- _WHAT THE TASK ASKS_:
Return only the lines from the one containing "of the green" to the end of the entries below, exactly as written, both ends included.

- _THE RECORDS_:
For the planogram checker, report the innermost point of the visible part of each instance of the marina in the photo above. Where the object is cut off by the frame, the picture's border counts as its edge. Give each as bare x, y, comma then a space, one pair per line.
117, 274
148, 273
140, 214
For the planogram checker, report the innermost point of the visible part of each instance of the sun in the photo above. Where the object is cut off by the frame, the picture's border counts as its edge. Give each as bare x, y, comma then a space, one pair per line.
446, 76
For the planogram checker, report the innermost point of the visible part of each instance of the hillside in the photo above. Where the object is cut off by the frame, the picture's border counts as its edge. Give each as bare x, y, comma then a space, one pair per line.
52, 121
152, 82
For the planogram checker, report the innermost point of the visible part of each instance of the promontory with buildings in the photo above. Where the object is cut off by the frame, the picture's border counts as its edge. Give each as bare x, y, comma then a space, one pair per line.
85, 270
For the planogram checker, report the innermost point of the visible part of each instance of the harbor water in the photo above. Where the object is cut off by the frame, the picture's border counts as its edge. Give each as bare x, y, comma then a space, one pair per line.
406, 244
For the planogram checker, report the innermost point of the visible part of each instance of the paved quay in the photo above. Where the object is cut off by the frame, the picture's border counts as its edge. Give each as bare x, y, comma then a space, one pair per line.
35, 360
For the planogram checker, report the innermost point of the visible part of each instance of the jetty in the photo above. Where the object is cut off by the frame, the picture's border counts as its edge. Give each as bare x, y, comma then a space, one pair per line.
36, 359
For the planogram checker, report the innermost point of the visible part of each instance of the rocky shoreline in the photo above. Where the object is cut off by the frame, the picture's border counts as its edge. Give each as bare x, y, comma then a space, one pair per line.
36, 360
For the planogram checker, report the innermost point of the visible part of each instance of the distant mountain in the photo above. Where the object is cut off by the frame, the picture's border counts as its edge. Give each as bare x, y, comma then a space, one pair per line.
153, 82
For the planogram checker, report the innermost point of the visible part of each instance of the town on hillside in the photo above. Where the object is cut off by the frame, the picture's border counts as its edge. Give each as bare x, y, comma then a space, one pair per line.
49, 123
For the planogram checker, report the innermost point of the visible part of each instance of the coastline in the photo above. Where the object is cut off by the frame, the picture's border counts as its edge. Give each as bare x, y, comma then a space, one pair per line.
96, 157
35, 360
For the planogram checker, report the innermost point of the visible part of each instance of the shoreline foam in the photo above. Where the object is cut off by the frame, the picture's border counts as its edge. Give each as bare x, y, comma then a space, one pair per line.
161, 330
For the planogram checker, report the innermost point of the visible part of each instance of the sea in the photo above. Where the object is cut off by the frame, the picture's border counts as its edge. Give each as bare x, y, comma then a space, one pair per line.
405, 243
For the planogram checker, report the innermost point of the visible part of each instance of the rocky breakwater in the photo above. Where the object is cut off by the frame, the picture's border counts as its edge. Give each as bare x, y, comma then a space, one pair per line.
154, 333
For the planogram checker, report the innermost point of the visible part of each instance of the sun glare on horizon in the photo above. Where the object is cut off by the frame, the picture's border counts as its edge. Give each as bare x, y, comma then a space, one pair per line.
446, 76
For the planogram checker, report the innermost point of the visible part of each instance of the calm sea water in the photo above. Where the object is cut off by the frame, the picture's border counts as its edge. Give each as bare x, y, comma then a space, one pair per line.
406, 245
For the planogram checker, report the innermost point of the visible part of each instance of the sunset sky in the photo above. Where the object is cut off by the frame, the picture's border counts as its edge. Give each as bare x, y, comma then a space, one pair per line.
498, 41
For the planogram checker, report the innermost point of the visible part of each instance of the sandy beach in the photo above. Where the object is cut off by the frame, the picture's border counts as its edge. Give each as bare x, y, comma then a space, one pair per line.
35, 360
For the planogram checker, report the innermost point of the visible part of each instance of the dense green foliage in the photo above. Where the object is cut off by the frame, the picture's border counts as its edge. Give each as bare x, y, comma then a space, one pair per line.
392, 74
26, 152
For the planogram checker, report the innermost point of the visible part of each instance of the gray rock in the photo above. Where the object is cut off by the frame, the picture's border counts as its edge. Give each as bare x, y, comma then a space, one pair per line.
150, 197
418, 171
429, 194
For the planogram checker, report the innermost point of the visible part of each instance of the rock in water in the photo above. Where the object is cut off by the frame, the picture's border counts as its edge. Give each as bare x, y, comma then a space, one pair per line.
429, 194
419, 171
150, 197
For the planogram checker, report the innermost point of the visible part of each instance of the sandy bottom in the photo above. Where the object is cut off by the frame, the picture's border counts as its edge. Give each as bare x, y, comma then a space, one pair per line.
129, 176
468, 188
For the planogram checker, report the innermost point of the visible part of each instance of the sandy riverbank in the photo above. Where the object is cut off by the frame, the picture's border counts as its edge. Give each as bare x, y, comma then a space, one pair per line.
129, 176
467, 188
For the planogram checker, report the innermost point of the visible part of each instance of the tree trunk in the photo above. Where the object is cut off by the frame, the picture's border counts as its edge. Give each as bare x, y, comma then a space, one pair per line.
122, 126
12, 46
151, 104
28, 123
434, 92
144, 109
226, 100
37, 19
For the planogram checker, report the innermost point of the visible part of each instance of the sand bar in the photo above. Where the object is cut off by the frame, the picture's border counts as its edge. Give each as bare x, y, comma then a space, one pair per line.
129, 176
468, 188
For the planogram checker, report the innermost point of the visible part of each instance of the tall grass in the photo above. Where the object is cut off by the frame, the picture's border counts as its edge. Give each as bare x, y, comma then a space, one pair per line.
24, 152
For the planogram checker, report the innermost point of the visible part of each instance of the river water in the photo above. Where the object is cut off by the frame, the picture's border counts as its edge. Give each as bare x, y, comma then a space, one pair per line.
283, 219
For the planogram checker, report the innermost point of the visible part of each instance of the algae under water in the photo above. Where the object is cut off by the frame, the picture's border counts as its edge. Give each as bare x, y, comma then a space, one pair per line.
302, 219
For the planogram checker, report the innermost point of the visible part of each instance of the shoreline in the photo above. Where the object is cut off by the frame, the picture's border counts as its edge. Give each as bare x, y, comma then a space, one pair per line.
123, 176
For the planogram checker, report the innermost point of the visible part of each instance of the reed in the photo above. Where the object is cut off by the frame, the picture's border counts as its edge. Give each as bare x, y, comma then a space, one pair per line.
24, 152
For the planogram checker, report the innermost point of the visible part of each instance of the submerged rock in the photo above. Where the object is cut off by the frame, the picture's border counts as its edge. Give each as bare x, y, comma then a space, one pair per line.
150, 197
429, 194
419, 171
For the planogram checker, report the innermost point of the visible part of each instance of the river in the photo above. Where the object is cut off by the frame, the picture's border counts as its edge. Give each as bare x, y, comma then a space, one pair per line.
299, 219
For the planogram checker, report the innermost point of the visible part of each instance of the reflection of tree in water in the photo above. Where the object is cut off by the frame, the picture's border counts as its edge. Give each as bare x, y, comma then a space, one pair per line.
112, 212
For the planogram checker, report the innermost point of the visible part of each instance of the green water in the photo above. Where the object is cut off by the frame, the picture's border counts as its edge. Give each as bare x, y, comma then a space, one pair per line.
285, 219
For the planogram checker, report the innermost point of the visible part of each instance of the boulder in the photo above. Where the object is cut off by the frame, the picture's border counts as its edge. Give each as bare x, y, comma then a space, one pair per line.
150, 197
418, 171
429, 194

- _COMPLETED EXERCISE_:
For the planogram checker, report the innermost point of the visible part of each instance of the green water in the photo above. Where the object is cut off by the frame, the picture's border counts as its edge. Give each as bare x, y, comma then a space, one pair per line.
285, 219
For the planogram checker, report the innermost point of the visible part of each instance of the boulder in the photo above. Where the object is cut off by the frame, the picture's border counts as its edge. Give each as bare x, y, comma then a space, one pair per line.
150, 197
418, 171
429, 194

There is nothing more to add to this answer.